Tuesday, October 10, 2017

Iran Nuke Deal Causing More Problems

President Trump will address U.S. policy toward Iran on Thursday, doubtless focusing on his decision regarding Barack Obama's badly flawed nuclear deal. Key officials are now briefing Congress, the press and foreign governments about the speech, cautioning that the final product is, in fact, not yet final. The preponderant media speculation is that Trump's senior advisers are positioning him to make a serious mistake, based on their flawed advice. Wishful thinking about Iran's mullahs, near-religious faith in the power of pieces of paper, and a retreat from executive authority are hallmarks of the impending crash.
In short, Obama's Iran nuclear deal is poised to become the Trump-Obama deal. The media report that the president will not withdraw from the Joint Comprehensive Plan of Action (JCPOA), but instead, under the misbegotten Corker-Cardin legislation, will "decertify" that it is in America's national interest. Congress may then reimpose sanctions, or try somehow to "fix" the deal. Curiously, most of the suggested "fixes" involve repairing Corker-Cardin rather than the JCPOA directly.
Sure, give Congress the lead on Iran. What could go wrong? Whatever the problem with Iran, Congress is not the answer. No president should surrender what the Constitution vests uniquely in him: dominant power to set America's foreign policy. In the iconic Federalist Number 70, Alexander Hamilton wrote insightfully that "decision, activity, secrecy and dispatch" characterize unitary executive power, and most certainly not the legislative branch. President Trump risks not only forfeiting his leading national-security role, but paralysis, or worse, in the House and Senate.
If Congress really wants to "fix" Corker-Cardin, the best fix is total repeal. The substantive arguments for decertifying but not withdrawing are truly Jesuitical, teasing out imagined benefits from adhering to a deal Iran already treats with contempt. Some argue we should try provoking Iran to exit first, because our withdrawal would harm America's image. This is ludicrous. The United States must act in its own self-interest, not wait around hoping Iran does us a favor. It won't. Why should Tehran leave (or even modify) a deal advantageous beyond its wildest imagination?
This "shame" prediction was made against Washington's 2001 unilateral withdrawal from the Anti-Ballistic Missile Treaty, and proved utterly false. America's decision to abrogate the hallowed "cornerstone of international strategic stability" produced nothing like the storm of opprobrium Anti-Ballistic Missile Treaty adherents predicted. No nuclear arms race followed. Instead, withdrawal left the United States far better positioned to defend itself against exactly the threats Iran and others now pose.

= = =

EXERCISE INSTRUCTIONS —
• 1. Answer from the Iran deal article:
(a) On what day will President Trump address U.S. policy toward Iran?
(b) Which four qualities did Alexander Hamilton say characterize unitary executive power?
(c) In what year did Washington withdraw from the Anti-Ballistic Missile Treaty?
• 2. Reproduce, word for word, the part of the Iran deal article that opens with the words containing "If Congress really" and closes with "its wildest imagination?".
The rows after the Iran deal article have no connection to it.

= = =

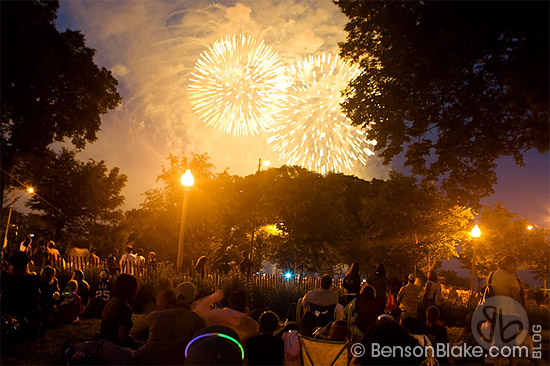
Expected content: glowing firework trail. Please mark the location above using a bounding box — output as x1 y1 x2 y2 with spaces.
189 36 288 135
268 54 376 174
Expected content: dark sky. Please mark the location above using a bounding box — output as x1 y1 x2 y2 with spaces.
49 0 550 286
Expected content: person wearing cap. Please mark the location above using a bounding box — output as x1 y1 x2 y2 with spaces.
302 273 344 327
191 289 259 344
85 269 113 318
120 244 137 275
0 251 41 324
73 282 206 365
397 273 420 319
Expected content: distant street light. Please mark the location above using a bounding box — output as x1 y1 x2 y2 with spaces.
250 158 271 260
470 225 481 298
176 169 195 271
2 187 34 250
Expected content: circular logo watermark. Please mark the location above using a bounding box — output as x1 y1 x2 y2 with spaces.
471 296 529 350
350 343 366 358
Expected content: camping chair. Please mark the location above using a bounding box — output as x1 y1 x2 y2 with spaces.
299 335 349 366
309 303 336 328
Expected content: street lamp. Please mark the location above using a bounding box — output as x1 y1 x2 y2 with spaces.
470 225 481 298
2 187 34 250
176 169 195 271
250 158 271 260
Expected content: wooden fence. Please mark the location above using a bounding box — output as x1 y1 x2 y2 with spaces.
33 256 342 291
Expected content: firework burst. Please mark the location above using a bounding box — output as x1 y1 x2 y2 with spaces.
268 54 376 174
188 36 288 136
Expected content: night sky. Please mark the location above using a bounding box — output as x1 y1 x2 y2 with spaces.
50 0 550 226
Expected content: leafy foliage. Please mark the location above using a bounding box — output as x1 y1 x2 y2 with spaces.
27 149 126 252
0 0 121 194
335 0 550 204
127 154 473 276
460 203 550 278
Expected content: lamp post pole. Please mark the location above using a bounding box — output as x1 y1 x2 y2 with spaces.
176 169 195 271
2 187 34 251
250 158 270 260
470 225 481 299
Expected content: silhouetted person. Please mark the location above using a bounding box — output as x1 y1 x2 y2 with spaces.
239 250 254 278
247 311 284 366
342 262 361 304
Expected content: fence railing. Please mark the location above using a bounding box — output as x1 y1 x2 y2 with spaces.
33 256 342 291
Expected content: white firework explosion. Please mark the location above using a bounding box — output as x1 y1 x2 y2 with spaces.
188 35 288 136
268 54 376 174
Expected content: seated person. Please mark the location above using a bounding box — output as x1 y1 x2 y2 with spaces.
85 269 113 318
99 273 138 346
425 306 454 365
247 311 284 365
191 289 259 344
39 266 60 325
302 274 338 327
0 251 44 336
57 280 82 323
355 285 379 333
281 311 317 365
71 269 90 307
328 320 348 341
70 282 206 365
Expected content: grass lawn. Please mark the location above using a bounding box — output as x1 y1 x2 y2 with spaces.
0 314 550 365
0 314 145 365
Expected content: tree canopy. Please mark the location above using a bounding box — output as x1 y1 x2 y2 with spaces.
335 0 550 204
27 149 127 249
0 0 121 197
460 203 550 279
127 154 473 276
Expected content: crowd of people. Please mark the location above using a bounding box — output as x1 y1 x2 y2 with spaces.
1 246 544 365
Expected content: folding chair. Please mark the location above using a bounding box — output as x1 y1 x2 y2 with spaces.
299 335 350 366
309 303 336 328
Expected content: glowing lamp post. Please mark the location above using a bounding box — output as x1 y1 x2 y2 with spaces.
470 225 481 299
250 158 271 260
176 169 195 271
2 187 34 250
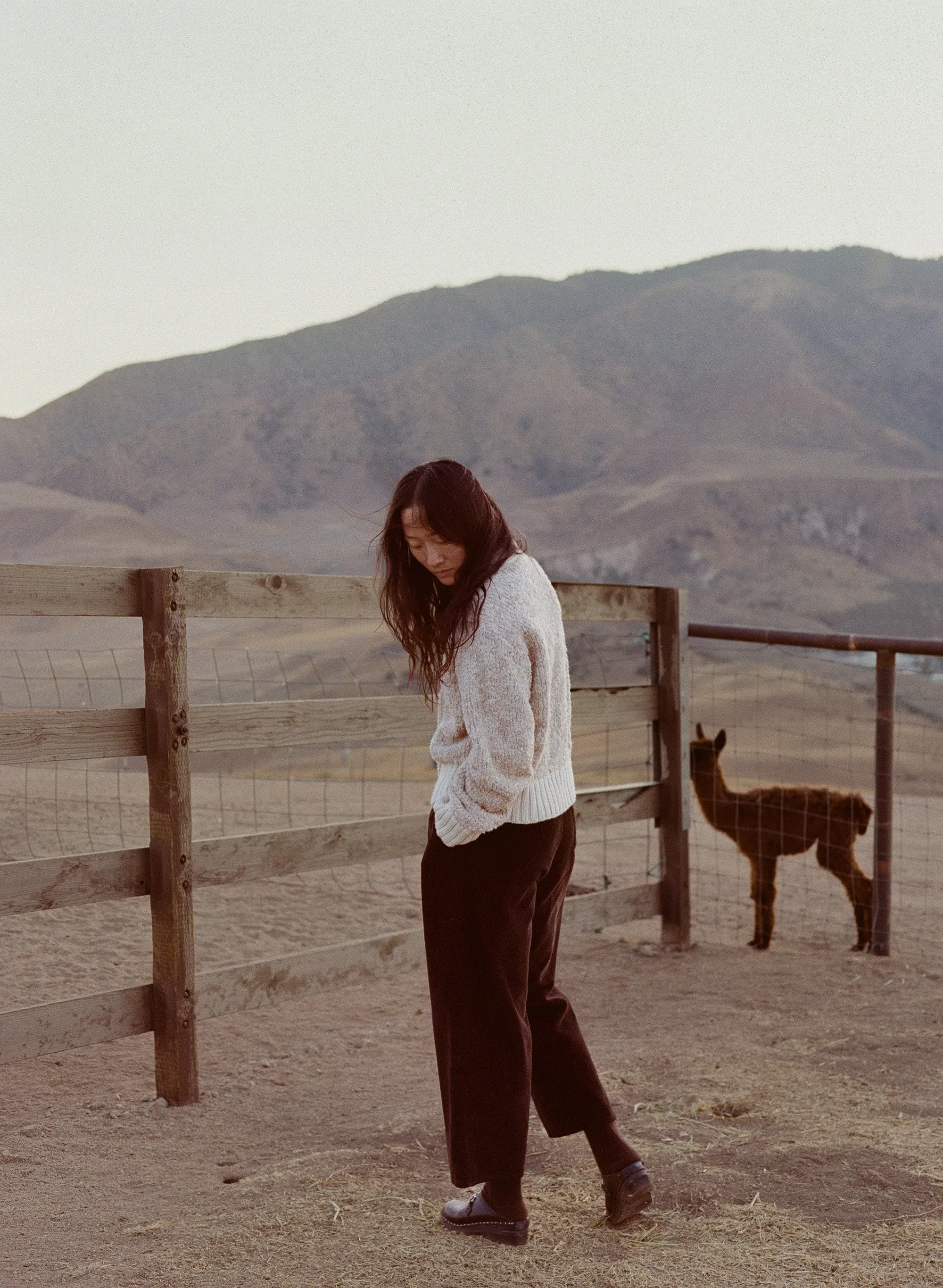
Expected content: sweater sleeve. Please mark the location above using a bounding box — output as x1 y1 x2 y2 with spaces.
435 623 533 846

= = =

ANSWERS FOR THE EXERCISE —
• 1.
(a) Thursday
(b) Decision, activity, secrecy and dispatch
(c) 2001

• 2.
If Congress really wants to "fix" Corker-Cardin, the best fix is total repeal. The substantive arguments for decertifying but not withdrawing are truly Jesuitical, teasing out imagined benefits from adhering to a deal Iran already treats with contempt. Some argue we should try provoking Iran to exit first, because our withdrawal would harm America's image. This is ludicrous. The United States must act in its own self-interest, not wait around hoping Iran does us a favor. It won't. Why should Tehran leave (or even modify) a deal advantageous beyond its wildest imagination?